◆ To do ◆
Copy the entries below word for word, starting at the line that contains "Query: brown muddy water" and continuing through the end of the entries.

(Excerpts from a point labeling dataset)
* start *
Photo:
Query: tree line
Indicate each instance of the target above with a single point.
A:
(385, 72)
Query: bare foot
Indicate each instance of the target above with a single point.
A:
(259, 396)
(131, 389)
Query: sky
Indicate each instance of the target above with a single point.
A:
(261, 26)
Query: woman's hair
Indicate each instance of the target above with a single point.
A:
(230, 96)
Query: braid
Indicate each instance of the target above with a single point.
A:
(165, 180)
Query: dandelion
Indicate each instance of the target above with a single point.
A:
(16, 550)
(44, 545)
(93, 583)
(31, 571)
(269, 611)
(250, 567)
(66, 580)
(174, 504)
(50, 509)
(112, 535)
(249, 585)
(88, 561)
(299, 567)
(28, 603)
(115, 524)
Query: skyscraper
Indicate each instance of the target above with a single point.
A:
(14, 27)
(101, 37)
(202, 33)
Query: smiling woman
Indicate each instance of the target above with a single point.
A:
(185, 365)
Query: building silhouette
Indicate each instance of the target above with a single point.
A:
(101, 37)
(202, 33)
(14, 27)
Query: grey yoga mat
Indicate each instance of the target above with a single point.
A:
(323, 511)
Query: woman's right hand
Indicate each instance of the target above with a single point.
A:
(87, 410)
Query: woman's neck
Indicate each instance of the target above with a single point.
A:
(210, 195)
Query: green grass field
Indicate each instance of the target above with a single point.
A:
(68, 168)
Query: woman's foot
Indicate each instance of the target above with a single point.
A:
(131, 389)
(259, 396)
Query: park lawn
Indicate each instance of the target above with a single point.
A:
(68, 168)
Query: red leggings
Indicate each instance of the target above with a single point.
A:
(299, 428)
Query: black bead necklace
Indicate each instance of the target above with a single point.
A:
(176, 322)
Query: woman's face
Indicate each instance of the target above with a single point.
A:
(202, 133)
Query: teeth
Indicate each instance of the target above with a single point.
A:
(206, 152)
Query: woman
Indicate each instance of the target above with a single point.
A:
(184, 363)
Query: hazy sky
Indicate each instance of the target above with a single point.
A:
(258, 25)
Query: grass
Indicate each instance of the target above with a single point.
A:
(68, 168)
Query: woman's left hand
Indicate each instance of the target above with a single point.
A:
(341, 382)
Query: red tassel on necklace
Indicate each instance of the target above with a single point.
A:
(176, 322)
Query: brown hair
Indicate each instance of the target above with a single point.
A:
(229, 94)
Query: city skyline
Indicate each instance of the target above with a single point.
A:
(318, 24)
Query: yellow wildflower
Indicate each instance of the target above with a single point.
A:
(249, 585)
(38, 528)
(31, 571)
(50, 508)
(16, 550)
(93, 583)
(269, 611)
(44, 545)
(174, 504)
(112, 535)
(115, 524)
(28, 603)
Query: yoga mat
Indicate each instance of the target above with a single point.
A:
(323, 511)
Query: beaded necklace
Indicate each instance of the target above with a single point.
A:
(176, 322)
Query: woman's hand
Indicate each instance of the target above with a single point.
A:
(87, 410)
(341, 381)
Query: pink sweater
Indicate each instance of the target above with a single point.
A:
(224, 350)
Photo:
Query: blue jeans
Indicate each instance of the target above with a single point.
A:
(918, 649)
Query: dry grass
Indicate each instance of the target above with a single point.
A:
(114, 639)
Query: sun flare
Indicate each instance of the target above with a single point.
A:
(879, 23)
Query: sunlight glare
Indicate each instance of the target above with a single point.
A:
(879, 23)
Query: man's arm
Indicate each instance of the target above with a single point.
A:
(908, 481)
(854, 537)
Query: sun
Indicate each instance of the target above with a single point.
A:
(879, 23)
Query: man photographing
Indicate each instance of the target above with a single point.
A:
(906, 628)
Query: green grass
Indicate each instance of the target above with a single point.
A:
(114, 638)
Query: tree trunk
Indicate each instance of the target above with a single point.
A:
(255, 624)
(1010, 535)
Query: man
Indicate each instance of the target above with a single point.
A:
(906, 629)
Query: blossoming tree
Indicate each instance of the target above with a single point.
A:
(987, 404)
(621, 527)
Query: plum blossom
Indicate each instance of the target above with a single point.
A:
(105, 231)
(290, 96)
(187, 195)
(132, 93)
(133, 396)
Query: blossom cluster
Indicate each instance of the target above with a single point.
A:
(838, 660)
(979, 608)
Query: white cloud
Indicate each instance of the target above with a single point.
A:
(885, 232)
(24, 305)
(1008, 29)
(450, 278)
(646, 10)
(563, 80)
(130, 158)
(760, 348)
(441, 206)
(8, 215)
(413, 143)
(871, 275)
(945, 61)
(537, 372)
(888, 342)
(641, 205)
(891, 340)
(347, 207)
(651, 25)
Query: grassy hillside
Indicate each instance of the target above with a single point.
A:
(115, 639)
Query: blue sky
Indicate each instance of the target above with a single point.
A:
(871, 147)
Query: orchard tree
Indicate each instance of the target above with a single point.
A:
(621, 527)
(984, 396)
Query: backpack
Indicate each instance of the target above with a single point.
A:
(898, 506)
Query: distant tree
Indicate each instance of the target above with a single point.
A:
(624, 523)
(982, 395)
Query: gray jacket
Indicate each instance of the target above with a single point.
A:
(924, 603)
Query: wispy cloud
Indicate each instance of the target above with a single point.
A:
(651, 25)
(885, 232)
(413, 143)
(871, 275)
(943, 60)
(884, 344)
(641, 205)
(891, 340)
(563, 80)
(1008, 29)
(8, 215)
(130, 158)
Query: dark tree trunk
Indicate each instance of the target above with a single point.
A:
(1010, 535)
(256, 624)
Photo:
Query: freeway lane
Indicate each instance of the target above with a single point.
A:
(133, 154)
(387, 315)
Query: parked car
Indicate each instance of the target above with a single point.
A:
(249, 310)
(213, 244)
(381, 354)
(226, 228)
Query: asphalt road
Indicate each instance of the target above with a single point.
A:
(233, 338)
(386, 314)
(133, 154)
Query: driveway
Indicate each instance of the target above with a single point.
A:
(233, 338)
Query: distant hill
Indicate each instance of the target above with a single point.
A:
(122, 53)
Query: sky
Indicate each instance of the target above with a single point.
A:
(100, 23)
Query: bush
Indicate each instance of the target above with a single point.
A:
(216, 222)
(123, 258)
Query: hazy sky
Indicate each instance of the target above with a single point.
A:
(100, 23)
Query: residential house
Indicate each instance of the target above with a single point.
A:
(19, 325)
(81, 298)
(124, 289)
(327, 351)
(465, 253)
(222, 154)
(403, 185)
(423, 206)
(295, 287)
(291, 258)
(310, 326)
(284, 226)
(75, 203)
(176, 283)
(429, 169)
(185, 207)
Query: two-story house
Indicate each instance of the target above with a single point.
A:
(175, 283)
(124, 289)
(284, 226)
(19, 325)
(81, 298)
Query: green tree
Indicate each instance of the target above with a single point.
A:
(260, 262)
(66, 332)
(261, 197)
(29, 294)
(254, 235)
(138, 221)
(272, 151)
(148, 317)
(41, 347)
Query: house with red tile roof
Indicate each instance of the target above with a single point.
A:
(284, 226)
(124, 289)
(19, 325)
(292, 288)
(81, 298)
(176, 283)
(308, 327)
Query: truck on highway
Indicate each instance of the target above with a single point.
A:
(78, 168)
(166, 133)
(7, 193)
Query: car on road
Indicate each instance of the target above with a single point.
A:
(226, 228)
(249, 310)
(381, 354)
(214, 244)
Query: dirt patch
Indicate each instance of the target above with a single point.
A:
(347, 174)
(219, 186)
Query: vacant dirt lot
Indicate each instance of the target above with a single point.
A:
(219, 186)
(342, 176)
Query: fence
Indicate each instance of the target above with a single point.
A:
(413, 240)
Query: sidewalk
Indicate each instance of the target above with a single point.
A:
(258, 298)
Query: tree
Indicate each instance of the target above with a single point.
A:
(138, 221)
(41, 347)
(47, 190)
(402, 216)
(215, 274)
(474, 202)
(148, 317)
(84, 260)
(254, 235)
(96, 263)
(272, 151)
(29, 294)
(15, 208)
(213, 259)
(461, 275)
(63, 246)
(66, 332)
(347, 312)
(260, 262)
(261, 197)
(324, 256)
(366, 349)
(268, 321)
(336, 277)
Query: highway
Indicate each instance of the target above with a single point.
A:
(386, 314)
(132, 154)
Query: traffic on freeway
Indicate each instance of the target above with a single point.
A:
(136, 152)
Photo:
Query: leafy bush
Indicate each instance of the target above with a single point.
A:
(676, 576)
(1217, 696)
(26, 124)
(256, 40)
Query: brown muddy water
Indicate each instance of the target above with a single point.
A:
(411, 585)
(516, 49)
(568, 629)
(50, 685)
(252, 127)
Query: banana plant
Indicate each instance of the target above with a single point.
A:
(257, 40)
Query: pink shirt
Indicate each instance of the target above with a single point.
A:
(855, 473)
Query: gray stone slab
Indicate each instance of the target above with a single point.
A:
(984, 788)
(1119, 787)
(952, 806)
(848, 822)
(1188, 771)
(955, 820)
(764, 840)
* end *
◆ Task solution ◆
Query: brown muddy water
Indicate each instance of the target above with a single point.
A:
(411, 585)
(516, 49)
(568, 629)
(50, 685)
(252, 127)
Query: banana plant
Indicate each instance of the target above with a single point.
A:
(257, 40)
Query: pink shirt
Indicate each instance of the target above with a single point.
A:
(855, 473)
Query: gray stone slab
Indicate each instance of the target above with a single point.
A:
(984, 788)
(1119, 787)
(952, 806)
(848, 822)
(1188, 771)
(955, 820)
(764, 840)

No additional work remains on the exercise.